◆ What to work on
Summarize the conversation excerpt below in two sentences.

◆ Text segment
So that's like the really optimistic thing. We, maybe, we have ruined any sense of, of being able to focus and we'll just adapt all of our tools to that. Yeah. To meet us where we already are. Yeah. One thing I wouldn't mind talking about today, I, I actually have a VC question of the week for you.
Mm-hmm. And we can get to that. But the other thing is [00:10:00] GPT five launches and neither here nor there to discuss, but I think the one thing that was worth discussing was somebody, on Twitter. Somebody was like, oh, there's a lot of. If you actually now look at the people who know how to be model whisperers, there's like really awesome ways to interact with this model.
You just, it's a skill issue and you're just like, no, that's a product issue.
Mm-hmm.
And I, I, I thought that's, that's absolutely correct. And if you don't think of it that way, it's clearly wrong. It's, I don't even think it's a point of opinion.
Nabeel Hyatt: Look, I think when it was GPT. One, two. Even the beginning of ChatGPT, when there's a new malformed, interesting thing and we don't know what it is, then I get.
That you should try and find its edges and it's wonderful, when Midjourney came out, I thought understanding the nuances of that model was an interesting thing to do.
It's G GT five. And, and that's five with an arbitrary naming that's worth throwing out, 4.5, 4.0 [00:11:00] I whatever. there's a lot. We, we are deep into product management and org chart land of producing GPD five, which was very clearly focused on the market for.

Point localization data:
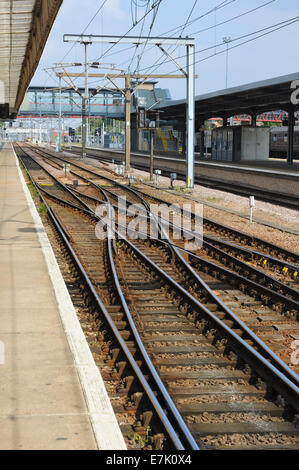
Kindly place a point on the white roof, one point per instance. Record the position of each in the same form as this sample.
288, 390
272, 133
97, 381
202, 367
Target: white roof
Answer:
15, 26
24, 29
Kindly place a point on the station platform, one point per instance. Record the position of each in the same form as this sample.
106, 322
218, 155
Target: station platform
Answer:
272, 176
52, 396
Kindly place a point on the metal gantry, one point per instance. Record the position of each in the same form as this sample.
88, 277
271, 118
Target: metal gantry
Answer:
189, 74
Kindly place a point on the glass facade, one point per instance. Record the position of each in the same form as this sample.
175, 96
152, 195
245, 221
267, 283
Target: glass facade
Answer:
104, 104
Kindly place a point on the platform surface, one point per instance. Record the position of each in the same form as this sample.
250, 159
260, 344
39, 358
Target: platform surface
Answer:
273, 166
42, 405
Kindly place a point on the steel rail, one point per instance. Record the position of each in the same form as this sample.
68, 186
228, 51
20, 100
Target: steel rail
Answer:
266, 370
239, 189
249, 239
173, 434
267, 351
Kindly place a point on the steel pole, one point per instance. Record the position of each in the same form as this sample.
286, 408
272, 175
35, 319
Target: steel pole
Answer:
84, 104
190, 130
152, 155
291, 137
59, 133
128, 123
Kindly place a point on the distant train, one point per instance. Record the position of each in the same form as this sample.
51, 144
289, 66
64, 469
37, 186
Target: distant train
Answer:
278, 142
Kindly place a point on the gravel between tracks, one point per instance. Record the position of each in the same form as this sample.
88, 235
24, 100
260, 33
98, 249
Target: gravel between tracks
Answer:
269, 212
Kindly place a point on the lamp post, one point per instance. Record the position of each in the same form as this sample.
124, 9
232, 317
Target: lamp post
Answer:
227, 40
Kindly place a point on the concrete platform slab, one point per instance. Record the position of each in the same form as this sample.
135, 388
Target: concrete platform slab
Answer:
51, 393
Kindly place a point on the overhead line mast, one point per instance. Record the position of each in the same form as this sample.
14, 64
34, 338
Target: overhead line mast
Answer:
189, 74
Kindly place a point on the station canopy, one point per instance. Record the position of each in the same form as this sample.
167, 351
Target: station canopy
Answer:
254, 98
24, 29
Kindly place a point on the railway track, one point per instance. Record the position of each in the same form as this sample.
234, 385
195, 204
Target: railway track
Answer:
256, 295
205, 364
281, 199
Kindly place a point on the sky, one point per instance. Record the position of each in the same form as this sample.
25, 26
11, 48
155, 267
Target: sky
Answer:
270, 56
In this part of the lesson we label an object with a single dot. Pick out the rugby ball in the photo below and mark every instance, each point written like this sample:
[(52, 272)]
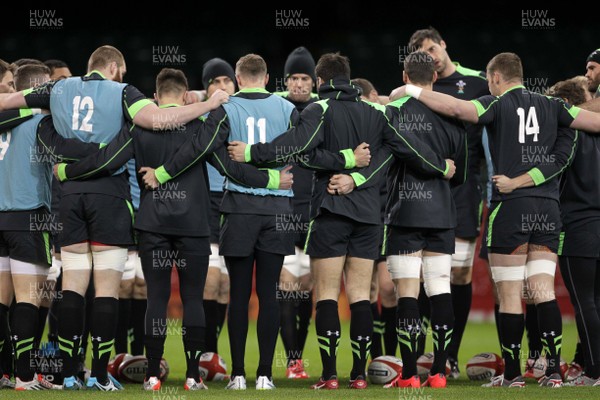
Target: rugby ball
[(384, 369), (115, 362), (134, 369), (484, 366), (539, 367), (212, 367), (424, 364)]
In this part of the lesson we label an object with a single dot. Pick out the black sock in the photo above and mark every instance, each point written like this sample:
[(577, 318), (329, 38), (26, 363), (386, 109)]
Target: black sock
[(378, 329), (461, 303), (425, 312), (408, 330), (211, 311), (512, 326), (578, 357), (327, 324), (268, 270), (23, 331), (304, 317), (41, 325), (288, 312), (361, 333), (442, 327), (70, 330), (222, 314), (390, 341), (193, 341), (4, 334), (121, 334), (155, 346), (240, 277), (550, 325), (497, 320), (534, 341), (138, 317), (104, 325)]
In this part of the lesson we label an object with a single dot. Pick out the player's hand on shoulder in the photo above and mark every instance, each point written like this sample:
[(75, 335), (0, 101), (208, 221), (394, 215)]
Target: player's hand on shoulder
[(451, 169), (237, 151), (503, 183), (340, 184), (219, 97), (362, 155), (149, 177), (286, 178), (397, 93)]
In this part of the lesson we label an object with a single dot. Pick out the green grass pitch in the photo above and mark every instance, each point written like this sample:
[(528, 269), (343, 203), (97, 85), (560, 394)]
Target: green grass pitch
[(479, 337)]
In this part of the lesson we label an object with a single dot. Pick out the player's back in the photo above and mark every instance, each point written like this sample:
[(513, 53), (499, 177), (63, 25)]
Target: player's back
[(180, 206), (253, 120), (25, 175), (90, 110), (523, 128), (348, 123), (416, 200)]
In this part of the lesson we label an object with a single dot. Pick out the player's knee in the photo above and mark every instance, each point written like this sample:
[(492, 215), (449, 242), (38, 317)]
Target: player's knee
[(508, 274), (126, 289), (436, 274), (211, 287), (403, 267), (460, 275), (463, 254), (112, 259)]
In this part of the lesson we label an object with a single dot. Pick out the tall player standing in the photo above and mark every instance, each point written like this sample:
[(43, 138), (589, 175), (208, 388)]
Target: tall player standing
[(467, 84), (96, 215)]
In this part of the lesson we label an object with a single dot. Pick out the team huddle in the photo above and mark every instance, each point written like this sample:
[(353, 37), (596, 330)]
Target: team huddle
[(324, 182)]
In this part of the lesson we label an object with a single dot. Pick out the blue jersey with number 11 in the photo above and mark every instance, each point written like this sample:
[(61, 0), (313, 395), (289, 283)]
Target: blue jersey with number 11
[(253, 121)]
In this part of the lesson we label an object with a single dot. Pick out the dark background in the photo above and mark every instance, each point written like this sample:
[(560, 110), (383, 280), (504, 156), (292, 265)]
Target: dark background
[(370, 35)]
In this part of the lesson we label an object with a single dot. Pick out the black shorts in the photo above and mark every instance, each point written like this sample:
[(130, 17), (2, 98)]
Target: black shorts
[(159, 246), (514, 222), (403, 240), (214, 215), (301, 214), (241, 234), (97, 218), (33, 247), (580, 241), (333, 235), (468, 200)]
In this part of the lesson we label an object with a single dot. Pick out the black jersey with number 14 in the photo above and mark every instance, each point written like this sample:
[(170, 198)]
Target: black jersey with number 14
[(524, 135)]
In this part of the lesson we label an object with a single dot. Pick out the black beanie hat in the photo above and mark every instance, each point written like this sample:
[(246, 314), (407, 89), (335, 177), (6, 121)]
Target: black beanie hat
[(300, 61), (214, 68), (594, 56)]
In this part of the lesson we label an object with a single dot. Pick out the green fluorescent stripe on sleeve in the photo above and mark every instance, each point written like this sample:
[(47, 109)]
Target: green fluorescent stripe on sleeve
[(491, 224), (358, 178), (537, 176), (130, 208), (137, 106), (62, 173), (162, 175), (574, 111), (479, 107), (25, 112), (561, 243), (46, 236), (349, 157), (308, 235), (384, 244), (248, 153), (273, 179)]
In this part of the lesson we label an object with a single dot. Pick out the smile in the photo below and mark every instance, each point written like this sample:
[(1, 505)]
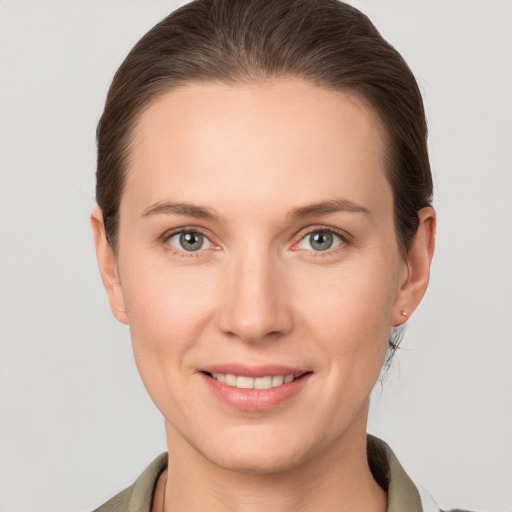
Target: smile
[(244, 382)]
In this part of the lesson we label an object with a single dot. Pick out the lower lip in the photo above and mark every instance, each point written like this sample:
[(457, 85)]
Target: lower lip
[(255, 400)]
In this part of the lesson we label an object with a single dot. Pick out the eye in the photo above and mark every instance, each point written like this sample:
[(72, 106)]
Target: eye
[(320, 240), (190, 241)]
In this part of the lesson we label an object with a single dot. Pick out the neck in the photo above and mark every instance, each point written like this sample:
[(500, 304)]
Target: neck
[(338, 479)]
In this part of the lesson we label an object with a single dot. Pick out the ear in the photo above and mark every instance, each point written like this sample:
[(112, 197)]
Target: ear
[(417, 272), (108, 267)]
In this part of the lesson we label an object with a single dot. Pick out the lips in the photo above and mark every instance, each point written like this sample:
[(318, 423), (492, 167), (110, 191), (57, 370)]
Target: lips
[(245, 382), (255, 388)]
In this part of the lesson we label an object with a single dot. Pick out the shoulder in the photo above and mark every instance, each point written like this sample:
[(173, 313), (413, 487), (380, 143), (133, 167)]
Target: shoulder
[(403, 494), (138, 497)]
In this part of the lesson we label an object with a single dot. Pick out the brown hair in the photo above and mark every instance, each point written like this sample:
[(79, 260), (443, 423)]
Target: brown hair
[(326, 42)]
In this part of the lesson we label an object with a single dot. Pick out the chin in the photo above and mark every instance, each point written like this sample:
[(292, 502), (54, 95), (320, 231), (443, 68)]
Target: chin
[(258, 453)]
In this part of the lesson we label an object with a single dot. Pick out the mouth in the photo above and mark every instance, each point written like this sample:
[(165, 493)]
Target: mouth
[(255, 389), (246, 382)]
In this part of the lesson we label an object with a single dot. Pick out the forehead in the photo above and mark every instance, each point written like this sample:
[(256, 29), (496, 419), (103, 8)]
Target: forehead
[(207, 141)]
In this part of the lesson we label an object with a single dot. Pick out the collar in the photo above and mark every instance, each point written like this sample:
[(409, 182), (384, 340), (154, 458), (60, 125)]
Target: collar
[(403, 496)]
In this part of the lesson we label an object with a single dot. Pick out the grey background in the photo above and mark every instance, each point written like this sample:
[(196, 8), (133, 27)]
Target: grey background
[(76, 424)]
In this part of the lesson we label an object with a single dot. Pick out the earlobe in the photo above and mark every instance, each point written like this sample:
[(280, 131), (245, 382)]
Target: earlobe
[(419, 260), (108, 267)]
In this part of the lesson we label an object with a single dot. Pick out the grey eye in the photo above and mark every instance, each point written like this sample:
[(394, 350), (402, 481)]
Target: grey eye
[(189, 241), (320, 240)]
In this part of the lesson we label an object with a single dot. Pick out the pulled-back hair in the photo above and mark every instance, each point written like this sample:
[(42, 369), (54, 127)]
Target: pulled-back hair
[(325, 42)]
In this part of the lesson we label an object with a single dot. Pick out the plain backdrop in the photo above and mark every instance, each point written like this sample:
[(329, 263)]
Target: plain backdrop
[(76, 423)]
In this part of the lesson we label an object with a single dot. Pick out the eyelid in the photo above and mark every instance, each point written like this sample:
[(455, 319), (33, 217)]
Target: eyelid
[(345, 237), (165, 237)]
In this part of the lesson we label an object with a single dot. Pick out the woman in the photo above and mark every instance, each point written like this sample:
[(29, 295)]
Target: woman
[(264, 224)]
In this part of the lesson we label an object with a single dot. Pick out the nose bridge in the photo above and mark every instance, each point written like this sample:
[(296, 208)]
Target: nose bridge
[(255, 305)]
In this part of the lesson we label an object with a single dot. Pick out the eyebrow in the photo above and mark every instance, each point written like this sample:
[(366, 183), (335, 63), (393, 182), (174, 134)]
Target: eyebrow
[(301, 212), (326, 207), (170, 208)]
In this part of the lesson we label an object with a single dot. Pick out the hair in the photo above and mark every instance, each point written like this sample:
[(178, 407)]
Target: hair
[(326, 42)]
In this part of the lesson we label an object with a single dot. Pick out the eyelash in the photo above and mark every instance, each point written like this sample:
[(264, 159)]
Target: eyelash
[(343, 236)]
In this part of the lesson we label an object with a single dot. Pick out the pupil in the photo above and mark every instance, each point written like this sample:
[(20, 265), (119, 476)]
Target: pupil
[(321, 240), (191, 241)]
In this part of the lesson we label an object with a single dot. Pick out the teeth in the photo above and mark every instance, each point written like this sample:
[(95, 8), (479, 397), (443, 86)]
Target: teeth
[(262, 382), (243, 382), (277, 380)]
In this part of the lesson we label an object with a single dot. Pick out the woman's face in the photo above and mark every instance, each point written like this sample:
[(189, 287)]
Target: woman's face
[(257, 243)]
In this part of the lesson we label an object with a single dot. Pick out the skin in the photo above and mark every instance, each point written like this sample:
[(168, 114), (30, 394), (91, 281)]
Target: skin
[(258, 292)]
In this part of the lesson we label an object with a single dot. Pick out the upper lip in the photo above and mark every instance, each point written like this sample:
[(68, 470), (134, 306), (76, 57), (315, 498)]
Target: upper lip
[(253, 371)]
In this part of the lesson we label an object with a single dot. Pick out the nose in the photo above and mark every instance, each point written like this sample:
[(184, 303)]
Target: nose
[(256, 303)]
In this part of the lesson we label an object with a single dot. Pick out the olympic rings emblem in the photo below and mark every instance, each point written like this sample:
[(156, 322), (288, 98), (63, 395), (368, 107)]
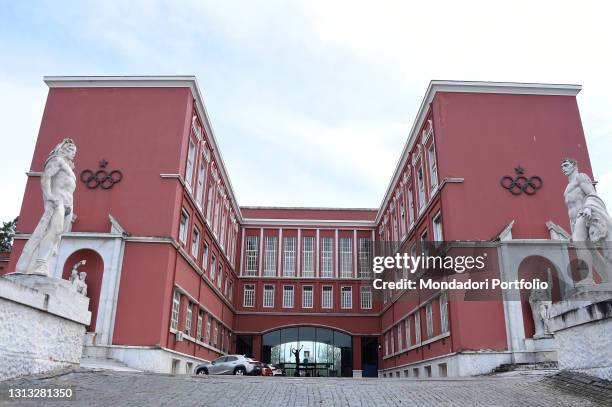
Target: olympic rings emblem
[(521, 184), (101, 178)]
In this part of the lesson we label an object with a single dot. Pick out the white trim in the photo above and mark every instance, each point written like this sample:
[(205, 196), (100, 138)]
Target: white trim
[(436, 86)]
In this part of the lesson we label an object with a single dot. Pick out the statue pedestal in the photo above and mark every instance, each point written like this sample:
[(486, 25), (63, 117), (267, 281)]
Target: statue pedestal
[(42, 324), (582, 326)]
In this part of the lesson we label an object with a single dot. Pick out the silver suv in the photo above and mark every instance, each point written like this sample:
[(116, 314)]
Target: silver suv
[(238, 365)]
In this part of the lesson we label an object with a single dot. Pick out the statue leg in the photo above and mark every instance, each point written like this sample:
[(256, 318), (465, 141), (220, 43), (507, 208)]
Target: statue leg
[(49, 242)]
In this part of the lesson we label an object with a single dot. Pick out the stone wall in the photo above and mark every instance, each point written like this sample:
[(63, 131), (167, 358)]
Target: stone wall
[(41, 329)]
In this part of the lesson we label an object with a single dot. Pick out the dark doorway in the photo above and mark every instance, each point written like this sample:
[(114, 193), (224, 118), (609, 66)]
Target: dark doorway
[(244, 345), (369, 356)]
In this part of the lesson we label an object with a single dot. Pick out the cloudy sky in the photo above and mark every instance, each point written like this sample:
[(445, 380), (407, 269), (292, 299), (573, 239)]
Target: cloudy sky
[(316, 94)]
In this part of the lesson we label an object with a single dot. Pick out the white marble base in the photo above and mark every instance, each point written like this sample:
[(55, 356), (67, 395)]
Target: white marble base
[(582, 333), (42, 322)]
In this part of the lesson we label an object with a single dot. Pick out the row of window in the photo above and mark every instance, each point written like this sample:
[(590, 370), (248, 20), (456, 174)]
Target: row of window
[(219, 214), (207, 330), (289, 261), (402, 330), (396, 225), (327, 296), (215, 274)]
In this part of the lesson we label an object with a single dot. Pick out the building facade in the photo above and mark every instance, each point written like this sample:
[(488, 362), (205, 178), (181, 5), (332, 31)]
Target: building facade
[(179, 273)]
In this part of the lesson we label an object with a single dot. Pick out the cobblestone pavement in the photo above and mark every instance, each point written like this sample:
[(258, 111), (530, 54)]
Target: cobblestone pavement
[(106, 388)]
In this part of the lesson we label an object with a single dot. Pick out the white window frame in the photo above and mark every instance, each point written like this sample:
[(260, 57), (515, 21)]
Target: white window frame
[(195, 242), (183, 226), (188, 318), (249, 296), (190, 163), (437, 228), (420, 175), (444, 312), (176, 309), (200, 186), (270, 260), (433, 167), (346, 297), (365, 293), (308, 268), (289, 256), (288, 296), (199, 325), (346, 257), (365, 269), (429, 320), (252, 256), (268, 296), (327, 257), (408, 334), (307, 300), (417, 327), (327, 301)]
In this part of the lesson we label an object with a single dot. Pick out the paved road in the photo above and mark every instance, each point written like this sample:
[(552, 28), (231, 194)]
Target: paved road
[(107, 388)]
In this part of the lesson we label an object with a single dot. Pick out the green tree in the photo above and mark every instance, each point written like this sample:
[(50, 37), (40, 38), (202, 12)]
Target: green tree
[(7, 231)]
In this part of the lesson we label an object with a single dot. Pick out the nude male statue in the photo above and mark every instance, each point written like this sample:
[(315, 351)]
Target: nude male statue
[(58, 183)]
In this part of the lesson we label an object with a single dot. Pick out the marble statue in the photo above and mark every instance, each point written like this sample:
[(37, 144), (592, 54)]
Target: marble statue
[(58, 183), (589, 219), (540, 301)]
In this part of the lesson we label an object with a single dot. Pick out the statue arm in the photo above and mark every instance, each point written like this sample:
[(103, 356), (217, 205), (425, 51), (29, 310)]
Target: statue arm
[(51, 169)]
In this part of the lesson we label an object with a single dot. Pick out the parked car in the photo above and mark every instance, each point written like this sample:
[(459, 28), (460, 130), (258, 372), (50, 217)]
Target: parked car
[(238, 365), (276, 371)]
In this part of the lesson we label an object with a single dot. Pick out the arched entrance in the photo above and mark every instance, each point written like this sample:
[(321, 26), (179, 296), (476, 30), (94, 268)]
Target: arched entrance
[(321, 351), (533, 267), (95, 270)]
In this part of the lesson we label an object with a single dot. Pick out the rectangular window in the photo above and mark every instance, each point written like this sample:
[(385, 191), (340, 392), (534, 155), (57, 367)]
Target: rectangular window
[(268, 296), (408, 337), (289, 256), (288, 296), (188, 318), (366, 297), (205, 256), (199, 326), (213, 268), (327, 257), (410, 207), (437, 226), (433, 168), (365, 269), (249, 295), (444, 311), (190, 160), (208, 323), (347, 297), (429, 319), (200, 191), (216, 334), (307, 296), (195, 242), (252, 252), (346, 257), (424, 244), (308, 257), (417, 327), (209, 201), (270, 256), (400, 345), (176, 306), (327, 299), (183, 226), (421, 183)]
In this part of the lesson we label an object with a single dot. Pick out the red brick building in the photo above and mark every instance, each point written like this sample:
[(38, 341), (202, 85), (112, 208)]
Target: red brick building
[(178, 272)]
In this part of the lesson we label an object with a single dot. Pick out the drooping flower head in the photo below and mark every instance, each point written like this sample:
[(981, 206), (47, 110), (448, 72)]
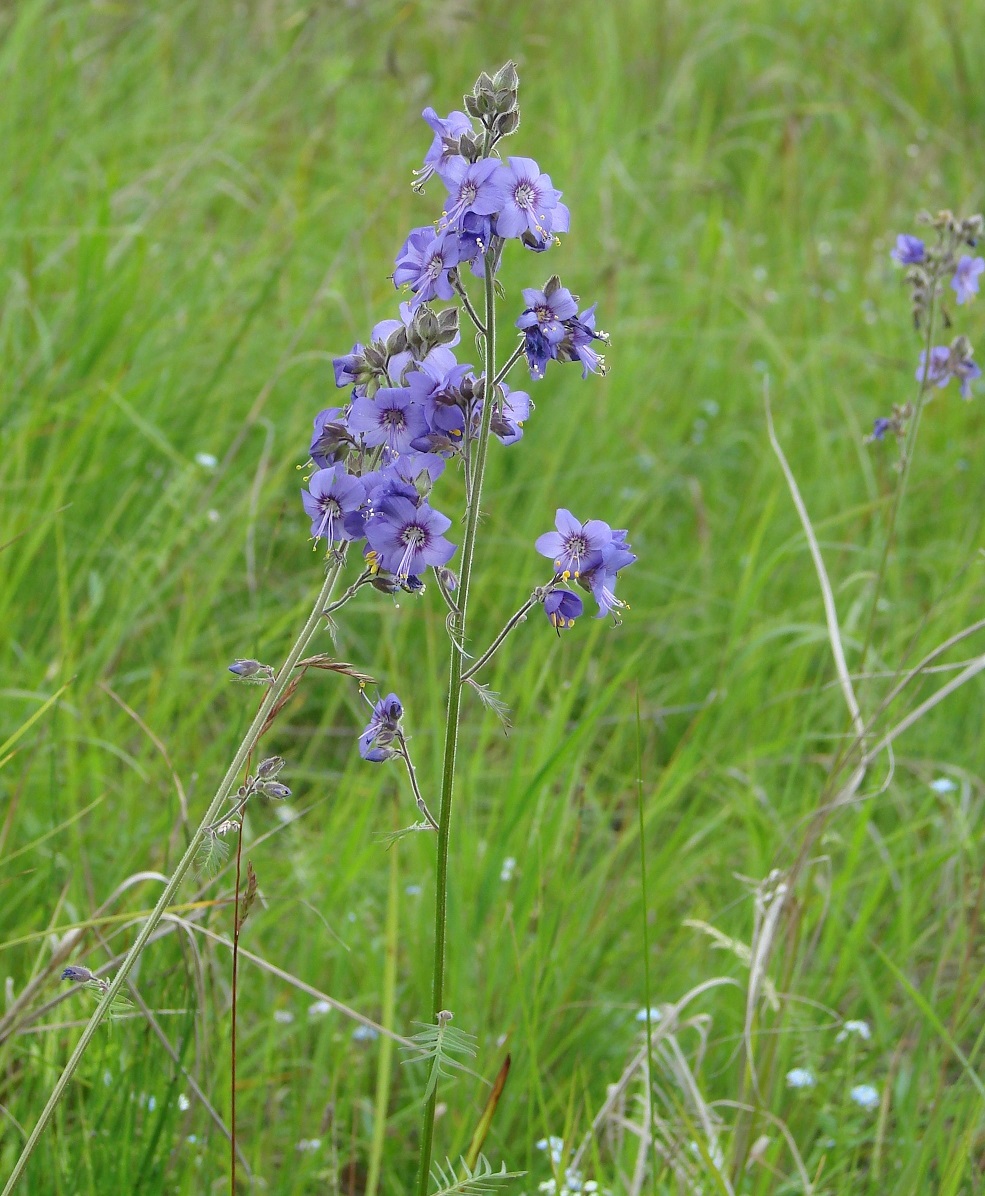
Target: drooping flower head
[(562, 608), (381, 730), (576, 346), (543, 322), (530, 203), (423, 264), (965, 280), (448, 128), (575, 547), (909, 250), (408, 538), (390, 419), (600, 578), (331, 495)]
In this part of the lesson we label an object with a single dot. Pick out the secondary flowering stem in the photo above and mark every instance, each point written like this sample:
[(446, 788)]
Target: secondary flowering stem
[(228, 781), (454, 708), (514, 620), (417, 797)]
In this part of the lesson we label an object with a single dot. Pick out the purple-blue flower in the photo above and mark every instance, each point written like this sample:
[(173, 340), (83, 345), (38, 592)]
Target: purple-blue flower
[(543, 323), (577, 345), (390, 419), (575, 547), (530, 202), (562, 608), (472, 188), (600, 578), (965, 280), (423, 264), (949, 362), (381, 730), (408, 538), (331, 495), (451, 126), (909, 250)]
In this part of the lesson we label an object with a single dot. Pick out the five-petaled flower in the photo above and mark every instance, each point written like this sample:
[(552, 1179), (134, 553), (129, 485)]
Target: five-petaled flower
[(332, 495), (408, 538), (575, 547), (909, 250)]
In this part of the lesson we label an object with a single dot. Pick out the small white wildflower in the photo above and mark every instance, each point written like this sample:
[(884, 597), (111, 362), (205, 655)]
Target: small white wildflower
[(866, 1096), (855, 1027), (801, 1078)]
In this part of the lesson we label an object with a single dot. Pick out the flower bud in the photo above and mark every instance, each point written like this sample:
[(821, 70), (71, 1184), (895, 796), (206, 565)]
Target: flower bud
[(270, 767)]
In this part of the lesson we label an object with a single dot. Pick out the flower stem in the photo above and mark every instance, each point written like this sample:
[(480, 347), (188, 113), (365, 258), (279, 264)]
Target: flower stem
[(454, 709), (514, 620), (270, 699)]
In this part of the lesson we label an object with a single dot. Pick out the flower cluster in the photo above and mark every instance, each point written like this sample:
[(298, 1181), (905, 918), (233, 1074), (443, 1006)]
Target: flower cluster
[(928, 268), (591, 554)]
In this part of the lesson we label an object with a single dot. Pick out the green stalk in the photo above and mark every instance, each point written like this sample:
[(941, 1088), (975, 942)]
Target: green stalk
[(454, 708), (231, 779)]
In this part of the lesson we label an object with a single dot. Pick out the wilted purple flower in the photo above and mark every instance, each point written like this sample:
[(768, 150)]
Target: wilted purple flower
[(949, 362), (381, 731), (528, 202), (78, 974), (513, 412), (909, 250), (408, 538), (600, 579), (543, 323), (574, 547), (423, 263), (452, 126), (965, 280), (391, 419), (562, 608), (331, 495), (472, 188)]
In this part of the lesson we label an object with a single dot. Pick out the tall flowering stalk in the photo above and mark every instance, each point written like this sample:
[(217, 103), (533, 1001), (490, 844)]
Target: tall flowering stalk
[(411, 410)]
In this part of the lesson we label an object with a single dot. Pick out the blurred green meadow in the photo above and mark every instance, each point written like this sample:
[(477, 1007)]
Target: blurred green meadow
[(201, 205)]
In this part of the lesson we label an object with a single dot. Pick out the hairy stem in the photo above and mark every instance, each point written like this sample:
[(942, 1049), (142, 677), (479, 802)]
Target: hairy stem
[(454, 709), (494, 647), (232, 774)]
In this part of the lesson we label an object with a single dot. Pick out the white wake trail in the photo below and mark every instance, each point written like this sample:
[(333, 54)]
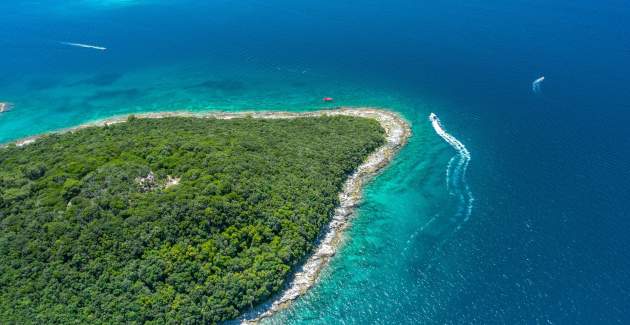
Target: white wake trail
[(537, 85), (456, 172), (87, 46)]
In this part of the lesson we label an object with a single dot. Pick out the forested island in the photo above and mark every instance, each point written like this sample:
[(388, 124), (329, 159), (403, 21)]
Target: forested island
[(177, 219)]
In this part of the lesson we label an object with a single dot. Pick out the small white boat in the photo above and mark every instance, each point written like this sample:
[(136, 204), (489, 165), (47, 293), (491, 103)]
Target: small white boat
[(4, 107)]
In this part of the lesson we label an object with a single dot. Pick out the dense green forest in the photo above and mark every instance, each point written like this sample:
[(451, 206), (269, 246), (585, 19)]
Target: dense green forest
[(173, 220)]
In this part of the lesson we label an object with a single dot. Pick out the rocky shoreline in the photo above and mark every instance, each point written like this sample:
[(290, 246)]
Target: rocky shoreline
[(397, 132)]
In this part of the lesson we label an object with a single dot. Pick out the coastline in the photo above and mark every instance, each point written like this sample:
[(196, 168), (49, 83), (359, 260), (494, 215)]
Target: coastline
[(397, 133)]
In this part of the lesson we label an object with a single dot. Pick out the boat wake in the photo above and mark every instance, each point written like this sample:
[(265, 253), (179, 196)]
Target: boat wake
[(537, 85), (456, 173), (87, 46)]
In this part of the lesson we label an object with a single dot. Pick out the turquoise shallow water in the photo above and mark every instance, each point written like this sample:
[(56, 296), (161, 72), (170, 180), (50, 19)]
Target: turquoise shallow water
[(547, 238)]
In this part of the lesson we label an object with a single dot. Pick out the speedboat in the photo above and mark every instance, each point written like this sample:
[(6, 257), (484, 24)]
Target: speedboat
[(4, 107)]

◆ Task solution
Discussing the GPT five launch, one speaker pushes back on a Twitter claim that skilled "model whisperers" can find awesome ways to interact with the model, calling it a product issue rather than a skill issue. Nabeel Hyatt agrees that exploring a model's edges made sense with early GPT versions, ChatGPT, and Midjourney, but says GPT five belongs to product management and was clearly focused on the market.